Como a pandemia da covid-19 pode ter ajudado a criar bactérias superresistentes

por Antônio Luiz Moreira Bezerra publicado 16/10/2021 16h20, última modificação 16/10/2021 16h20
Crenças equivocadas e outros motivos promoveriam o consumo exagerado de antibióticos durante a pandemia, o que pode ajudar a tornar as bactérias mais resistentes. Organizações alertam para o assunto
A pandemia de covid-19 pode acelerar o processo de evolução da chamada resistência bacteriana. Isso acontece quando esses micro-organismos conseguem se adaptar e se tornar refratários ao tratamento com antibióticos, dando origem a bactérias mais difíceis de combater.

Consideradas um desafio para a medicina, as chamadas superbactérias já eram motivo de preocupação das principais organizações de saúde antes mesmo do Sars-CoV-2 se espalhar pelos seis continentes e infectar mais de 235 milhões de pessoas.

DADOS FORNECIDOS

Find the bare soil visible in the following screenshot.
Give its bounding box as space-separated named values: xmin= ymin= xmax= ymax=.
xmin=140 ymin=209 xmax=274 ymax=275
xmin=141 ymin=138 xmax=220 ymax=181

INSTRUÇÕES A SEGUIR
Cite do texto sobre a pandemia e as superbactérias o trecho que começa em "Consideradas um desafio" e vai até "milhões de pessoas.", incluindo essas palavras. Não é preciso usar a listagem.

EXERCÍCIO RESOLVIDO
Consideradas um desafio para a medicina, as chamadas superbactérias já eram motivo de preocupação das principais organizações de saúde antes mesmo do Sars-CoV-2 se espalhar pelos seis continentes e infectar mais de 235 milhões de pessoas.